Device selection is tailored to lesion complexity and intended failure mode. Drug-coated balloon angioplasty and paclitaxel-eluting stents demonstrate durable antiproliferative benefit over standard balloon angioplasty in superficial femoral and popliteal disease . For mechanically demanding zones, such as the distal superficial femoral and proximal popliteal segments, interwoven nitinol stents provide high patency with mechanical fracture resistance . Adjunctive devices, including rotational atherectomy and embolic protection systems, are used for complex or heavily calcified infrainguinal lesions, though atherectomy patency declines predictably over long-term follow-up .

Femoropopliteal endovascular device performance
  • Paclitaxel-coated balloon (IN.PACT SFA, n=331)

    Intervention and target
    DCB versus standard PTA in symptomatic SFA/popliteal disease
    Trial outcome at designated interval
    Superior 12-month primary patency (82.2% vs 52.4%; P < 0.001) and lower clinically driven target-lesion revascularization (2.4% vs 20.6%; P < 0.001).
    Citation
  • Paclitaxel-coated balloon (LEVANT 2, n=476)

***

Brief 1:
In the femoropopliteal device text, what 12-month primary patency rates did the IN.PACT SFA trial report for the paclitaxel-coated balloon versus standard PTA?
Brief 2:
Please recast the paragraph of the femoropopliteal device text that begins "Device selection is tailored" as a short bulleted list that keeps its main facts.
Brief 3:
Carry on the femoropopliteal device text from the point where it stops.

***

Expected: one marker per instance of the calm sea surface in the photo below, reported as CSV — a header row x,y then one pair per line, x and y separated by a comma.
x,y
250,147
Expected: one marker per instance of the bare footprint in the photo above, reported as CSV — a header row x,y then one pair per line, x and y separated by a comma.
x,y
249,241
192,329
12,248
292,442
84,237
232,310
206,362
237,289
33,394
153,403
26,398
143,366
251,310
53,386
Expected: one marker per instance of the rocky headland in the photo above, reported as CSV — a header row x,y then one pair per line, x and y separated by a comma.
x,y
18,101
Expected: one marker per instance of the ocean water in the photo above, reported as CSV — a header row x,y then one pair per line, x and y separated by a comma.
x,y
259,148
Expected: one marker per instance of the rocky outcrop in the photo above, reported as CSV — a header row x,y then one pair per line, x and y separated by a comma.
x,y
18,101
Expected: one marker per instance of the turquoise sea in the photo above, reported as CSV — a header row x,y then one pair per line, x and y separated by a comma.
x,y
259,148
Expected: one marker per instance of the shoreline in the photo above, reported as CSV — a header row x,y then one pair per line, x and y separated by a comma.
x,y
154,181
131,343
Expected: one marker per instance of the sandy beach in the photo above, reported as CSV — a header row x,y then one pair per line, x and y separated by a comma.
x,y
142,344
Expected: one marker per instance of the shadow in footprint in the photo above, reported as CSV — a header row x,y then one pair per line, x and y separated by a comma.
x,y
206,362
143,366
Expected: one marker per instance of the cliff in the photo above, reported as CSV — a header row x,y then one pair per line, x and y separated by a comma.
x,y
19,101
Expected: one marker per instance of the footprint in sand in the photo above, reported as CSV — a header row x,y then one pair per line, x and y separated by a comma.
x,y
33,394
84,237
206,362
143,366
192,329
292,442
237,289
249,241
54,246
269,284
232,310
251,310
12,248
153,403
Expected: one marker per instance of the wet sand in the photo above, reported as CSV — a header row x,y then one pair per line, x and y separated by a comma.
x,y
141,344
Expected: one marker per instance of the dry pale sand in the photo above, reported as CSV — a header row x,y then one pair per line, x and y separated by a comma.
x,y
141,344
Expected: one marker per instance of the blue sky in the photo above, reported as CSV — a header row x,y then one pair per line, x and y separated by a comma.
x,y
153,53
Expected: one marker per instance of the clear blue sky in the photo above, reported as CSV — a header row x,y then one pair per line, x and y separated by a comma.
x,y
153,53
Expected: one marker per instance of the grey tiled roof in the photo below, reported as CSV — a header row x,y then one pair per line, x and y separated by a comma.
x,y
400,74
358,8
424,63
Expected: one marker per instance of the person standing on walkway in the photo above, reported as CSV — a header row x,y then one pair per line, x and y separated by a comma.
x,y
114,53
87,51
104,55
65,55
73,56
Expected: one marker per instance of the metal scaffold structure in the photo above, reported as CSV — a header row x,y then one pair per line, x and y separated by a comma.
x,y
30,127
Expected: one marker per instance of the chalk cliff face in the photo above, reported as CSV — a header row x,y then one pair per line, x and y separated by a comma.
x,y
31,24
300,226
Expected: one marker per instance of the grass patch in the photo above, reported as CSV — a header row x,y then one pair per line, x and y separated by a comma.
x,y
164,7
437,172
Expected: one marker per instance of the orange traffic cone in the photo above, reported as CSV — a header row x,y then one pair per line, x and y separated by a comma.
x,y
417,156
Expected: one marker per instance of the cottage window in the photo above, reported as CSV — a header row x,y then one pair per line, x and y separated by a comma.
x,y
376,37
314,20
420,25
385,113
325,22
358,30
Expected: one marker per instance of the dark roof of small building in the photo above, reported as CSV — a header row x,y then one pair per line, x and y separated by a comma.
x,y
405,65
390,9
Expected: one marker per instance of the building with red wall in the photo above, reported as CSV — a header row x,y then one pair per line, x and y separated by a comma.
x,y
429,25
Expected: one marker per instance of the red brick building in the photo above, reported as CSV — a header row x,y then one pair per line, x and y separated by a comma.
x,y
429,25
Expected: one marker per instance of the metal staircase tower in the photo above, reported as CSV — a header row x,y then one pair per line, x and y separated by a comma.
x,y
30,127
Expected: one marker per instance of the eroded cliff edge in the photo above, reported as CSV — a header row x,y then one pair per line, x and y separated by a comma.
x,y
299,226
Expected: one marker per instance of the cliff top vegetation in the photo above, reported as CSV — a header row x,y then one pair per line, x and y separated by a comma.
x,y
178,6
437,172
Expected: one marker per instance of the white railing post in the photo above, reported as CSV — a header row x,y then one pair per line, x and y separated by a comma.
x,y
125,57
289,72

***

Reply 1:
82.2% for the paclitaxel-coated balloon versus 52.4% for standard PTA (P < 0.001).

Reply 2:
- Device choice depends on lesion complexity and the intended failure mode.
- In superficial femoral and popliteal disease, drug-coated balloon angioplasty and paclitaxel-eluting stents give a durable antiproliferative benefit over standard balloon angioplasty.
- In mechanically demanding zones such as the distal superficial femoral and proximal popliteal segments, interwoven nitinol stents offer high patency and resist fracture.
- For complex or heavily calcified infrainguinal lesions, adjunctive devices such as rotational atherectomy and embolic protection systems are used.
- Patency after atherectomy declines predictably over long-term follow-up.

Reply 3:
    Intervention and target
    DCB versus standard PTA in symptomatic SFA/popliteal disease
    Trial outcome at designated interval
    Higher 12-month primary patency (65.2% vs 52.6%; P=0.02) with no significant difference in target-lesion revascularization.
    Citation
  • Paclitaxel-eluting stent (Zilver PTX)

    Intervention and target
    DES versus standard endovascular therapy in symptomatic femoropopliteal disease
    Trial outcome at designated interval
    Superior 5-year clinical benefit (79.8% vs 59.3%; P < 0.01), patency (66.4% vs 43.4%; P < 0.01), and freedom from target-lesion revascularization (83.1% vs 67.6%; P < 0.01); 40% relative risk reduction for restenosis.
    Citation
  • Interwoven nitinol stent (SUPERB, n=264)

    Intervention and target
    Stenting for symptomatic SFA and proximal popliteal disease
    Trial outcome at designated interval
    78.9% per-protocol and 86.3% Kaplan-Meier 12-month primary patency; zero core-lab-confirmed fractures among 243 evaluated stents; >= 1 Rutherford class improvement in 88.7% of patients.
    Citation
  • Rotational atherectomy (Jetstream, n=150)

    Intervention and target
    Atherectomy plus adjunctive therapy for complex infrainguinal PAD
    Trial outcome at designated interval
    Primary patency of 84.1%, 68.1%, and 58.5% at 1, 3, and 5 years, with lesion complexity predicting long-term failure.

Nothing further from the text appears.